→ Problem:
Locate the line bearing "# annotate each instance of the white baseboard" in the material below, then reproduce it and each following line up to and including the line bearing "# annotate each instance of the white ceiling".

········

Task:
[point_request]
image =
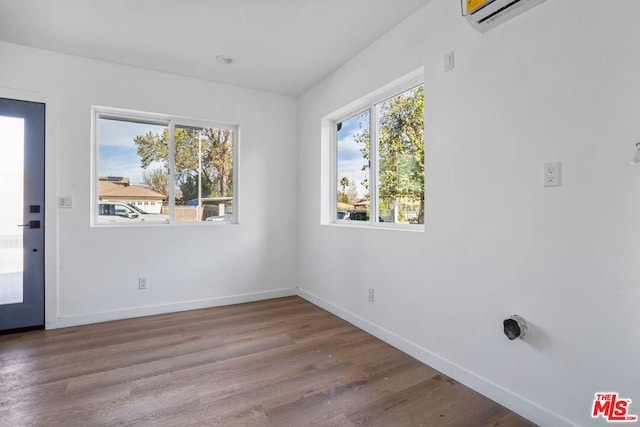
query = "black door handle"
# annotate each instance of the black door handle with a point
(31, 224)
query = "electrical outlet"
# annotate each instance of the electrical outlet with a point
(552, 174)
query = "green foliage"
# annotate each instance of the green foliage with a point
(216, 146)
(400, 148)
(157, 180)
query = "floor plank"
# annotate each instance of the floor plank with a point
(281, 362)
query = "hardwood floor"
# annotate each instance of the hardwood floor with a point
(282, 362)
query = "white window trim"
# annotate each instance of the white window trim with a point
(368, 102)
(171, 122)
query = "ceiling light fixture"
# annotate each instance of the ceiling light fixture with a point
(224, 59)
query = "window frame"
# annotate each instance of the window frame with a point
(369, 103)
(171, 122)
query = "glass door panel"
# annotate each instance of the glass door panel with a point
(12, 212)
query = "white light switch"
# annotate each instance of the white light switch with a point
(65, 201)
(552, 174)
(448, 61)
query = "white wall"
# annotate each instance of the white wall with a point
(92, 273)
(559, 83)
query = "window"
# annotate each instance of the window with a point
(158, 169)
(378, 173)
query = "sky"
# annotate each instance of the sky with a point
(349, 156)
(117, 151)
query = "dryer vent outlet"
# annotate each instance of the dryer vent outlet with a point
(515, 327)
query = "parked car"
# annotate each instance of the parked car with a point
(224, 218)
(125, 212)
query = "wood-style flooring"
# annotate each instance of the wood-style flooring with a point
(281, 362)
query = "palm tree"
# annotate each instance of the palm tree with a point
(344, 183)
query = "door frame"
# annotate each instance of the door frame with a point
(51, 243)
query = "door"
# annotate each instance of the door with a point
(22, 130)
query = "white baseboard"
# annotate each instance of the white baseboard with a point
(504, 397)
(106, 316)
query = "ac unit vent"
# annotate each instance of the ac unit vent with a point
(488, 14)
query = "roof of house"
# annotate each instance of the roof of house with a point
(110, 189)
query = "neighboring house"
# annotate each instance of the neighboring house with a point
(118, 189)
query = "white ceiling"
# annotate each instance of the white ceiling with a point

········

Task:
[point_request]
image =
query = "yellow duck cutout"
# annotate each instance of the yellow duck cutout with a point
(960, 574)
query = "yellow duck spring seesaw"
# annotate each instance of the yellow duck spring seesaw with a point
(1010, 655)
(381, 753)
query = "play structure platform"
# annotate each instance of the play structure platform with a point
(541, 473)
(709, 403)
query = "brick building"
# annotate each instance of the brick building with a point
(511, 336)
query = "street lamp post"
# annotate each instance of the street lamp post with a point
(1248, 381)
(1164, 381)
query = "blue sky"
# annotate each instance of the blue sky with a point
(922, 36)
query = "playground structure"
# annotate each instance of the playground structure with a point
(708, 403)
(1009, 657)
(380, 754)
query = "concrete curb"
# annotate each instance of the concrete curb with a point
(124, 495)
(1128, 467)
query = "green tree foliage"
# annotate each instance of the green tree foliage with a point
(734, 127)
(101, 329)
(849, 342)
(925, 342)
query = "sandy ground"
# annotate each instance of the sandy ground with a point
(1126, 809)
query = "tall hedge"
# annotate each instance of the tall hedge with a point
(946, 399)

········

→ Written response:
# annotate each instance of the white baseboard with a point
(504, 397)
(106, 316)
query = "ac unit vent"
# annotate each instance of the ac unit vent with a point
(488, 14)
query = "roof of house"
# annotate each instance of the roof of house with a point
(110, 189)
query = "neighboring house"
# annotate each instance of the neighboring house with a point
(118, 189)
query = "white ceiling"
# annotate each instance of the white ceiling with a point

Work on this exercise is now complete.